Records from a collection

######

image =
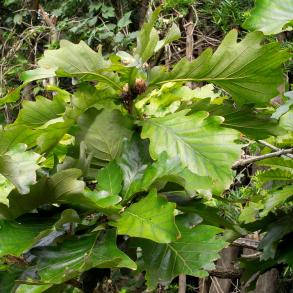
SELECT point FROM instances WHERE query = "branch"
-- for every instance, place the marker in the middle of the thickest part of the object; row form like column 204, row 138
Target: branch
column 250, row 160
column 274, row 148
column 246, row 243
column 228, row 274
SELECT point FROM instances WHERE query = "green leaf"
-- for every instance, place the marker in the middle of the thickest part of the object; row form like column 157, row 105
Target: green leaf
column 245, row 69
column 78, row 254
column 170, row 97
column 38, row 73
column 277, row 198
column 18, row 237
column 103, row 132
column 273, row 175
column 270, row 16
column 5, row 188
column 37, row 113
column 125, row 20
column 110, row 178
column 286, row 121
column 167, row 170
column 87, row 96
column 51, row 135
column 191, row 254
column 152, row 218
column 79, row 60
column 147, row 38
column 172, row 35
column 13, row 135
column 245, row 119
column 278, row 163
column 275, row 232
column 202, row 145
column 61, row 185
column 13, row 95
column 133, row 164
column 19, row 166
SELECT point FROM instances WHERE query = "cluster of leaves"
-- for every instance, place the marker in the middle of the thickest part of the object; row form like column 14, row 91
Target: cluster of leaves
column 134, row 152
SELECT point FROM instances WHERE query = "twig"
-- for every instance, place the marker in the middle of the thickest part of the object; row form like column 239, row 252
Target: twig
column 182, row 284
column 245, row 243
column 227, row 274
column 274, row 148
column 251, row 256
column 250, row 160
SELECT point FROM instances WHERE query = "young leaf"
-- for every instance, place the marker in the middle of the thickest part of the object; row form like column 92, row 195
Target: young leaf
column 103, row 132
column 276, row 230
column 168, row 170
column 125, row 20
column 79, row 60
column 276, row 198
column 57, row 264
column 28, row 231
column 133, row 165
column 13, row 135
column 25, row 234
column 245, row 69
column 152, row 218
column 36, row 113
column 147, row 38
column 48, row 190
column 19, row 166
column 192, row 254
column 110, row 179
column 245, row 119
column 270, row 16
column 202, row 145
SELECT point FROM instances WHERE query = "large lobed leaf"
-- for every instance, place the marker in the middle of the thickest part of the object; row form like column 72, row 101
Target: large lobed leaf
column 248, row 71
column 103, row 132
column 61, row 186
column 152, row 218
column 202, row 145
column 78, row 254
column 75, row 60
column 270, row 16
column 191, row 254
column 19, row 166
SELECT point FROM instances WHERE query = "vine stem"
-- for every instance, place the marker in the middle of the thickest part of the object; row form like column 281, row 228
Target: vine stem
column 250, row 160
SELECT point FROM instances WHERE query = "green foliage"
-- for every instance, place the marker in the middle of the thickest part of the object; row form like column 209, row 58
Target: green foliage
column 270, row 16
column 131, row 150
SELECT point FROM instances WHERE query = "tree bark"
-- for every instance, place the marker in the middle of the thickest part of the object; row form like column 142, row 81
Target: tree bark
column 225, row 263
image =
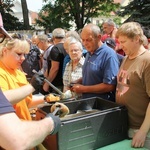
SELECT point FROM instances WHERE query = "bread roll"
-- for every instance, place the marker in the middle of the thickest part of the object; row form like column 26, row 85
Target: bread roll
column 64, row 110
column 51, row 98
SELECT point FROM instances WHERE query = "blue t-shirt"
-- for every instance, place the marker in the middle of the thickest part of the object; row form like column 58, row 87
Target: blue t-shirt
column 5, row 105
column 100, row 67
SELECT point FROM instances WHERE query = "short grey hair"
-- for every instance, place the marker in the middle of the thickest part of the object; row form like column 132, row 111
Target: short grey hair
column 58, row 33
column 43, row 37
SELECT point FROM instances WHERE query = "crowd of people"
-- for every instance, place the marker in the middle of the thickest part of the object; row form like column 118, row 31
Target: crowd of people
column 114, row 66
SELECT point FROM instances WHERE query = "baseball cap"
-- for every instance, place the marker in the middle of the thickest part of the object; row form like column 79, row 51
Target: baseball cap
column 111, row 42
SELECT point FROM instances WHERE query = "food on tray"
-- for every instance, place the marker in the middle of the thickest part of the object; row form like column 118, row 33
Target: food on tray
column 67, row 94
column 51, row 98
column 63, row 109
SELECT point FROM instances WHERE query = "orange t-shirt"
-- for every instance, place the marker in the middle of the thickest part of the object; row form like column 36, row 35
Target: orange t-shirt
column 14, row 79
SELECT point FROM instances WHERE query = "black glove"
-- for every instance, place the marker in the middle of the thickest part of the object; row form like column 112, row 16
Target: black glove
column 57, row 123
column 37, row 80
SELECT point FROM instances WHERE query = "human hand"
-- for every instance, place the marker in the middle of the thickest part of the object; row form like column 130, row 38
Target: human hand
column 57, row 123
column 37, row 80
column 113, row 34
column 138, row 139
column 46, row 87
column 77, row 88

######

Set task: Write the records above out again exactly, with no pictures in your copy.

Answer below:
image =
SELECT point FROM instances WHERE query = "branch"
-- for every instance, place the marker in the middle of the thickest part of the object; row form like column 204, row 138
Target: branch
column 250, row 160
column 274, row 148
column 246, row 243
column 228, row 274
SELECT point FROM instances WHERE query = "green leaf"
-- for every instance, place the marker in the middle of the thickest part of the object; row form like column 157, row 105
Target: green leaf
column 245, row 69
column 78, row 254
column 170, row 97
column 38, row 73
column 277, row 198
column 18, row 237
column 103, row 132
column 273, row 175
column 270, row 16
column 5, row 188
column 37, row 113
column 125, row 20
column 110, row 178
column 286, row 121
column 167, row 170
column 87, row 96
column 51, row 135
column 191, row 254
column 152, row 218
column 79, row 60
column 147, row 38
column 172, row 35
column 13, row 135
column 245, row 119
column 278, row 163
column 275, row 232
column 202, row 145
column 61, row 185
column 13, row 95
column 133, row 164
column 19, row 166
SELECT point FROM instances WHERE query = "cluster of leaves"
-- for every instance, place the marker in the middle of the thickest part of the object; row form like column 14, row 91
Target: cluster of leaves
column 134, row 152
SELECT point FROM instances WHERE query = "twig"
-- for every instance, place the marker in the middle of the thickest part of the object; row form like column 239, row 252
Target: twig
column 182, row 284
column 245, row 243
column 227, row 274
column 274, row 148
column 251, row 256
column 250, row 160
SELECT point FROM instances WHERE query = "young leaf"
-- for every instance, place the marker in the middle of the thickest part of the object; row form like column 92, row 195
Target: young leaf
column 103, row 132
column 276, row 230
column 168, row 170
column 125, row 20
column 79, row 60
column 276, row 198
column 57, row 264
column 28, row 231
column 133, row 165
column 13, row 135
column 25, row 234
column 245, row 69
column 152, row 218
column 36, row 113
column 147, row 38
column 48, row 190
column 19, row 166
column 192, row 254
column 110, row 179
column 245, row 119
column 270, row 16
column 202, row 145
SELECT point FROM instances WHERE query = "large lobed leaf"
-- for every instance, place the marker in the middle of the thickest part of the object; row form like column 72, row 101
Target: large lobed leaf
column 248, row 71
column 103, row 132
column 61, row 186
column 152, row 218
column 202, row 145
column 78, row 254
column 75, row 60
column 270, row 16
column 191, row 254
column 19, row 166
SELECT point FROM instances WHERE query = "vine stem"
-- for every instance, place the marker in the middle of the thickest part of the object; row form like column 281, row 228
Target: vine stem
column 250, row 160
SELECT point FROM instances WHERE query = "green foliage"
-- for every instance, place the marker in the middle of the thickest part of the object; row form like column 209, row 58
Target: green foliage
column 270, row 16
column 131, row 150
SELECT point FROM instances WHERE query = "tree bark"
-- for every instance, place the marker in the middle of the thickest part of the object; row form like column 142, row 81
Target: tree bark
column 225, row 263
image =
SELECT point FROM instances WHERE query = "bread roll"
-- for every instance, place the marker in the middle of the thickest part of the object; row form like column 26, row 85
Target: bread roll
column 64, row 110
column 51, row 98
SELECT point FROM instances WHERE query = "blue t-shirt"
-- for every instance, place the marker in the middle of the thickest part of the object; row form like column 58, row 87
Target: blue t-shirt
column 5, row 105
column 100, row 67
SELECT point FROM instances WHERE query = "short grey hair"
-- for every instance, place the marker in the middle of the thickest part of the object; row form like column 132, row 111
Target: short grey hair
column 58, row 33
column 43, row 37
SELECT point FROM instances WHERE query = "crowd of people"
-- for every instance, place the marker in the middle of the thickest part of the object; row form like column 118, row 31
Target: crowd of people
column 114, row 66
SELECT point FROM instances WHERE query = "baseball cap"
-- for every instance, place the marker in the middle of the thickest part of the object; row form like column 79, row 51
Target: baseball cap
column 111, row 42
SELECT point FROM instances WHERE query = "food on tray"
-- for every instance, place the marker in the middle of the thickest part of the object; row form like column 118, row 33
Target: food on tray
column 67, row 94
column 51, row 98
column 63, row 109
SELECT point FROM instances WHERE query = "orange t-shirt"
-- for every instance, place the marker in the middle of the thickest part of the object; row form like column 36, row 35
Target: orange t-shirt
column 14, row 79
SELECT point FROM instances WHERE query = "black glove"
-- for every instance, place the marker in the middle of the thickest part of the object; row form like column 112, row 16
Target: black glove
column 57, row 123
column 37, row 80
SELECT point FROM instances WHERE query = "human hand"
-- for every instance, place the marker in the middle of the thickest part of the object; row form like column 130, row 38
Target: human hand
column 57, row 123
column 37, row 80
column 113, row 34
column 138, row 139
column 46, row 87
column 77, row 88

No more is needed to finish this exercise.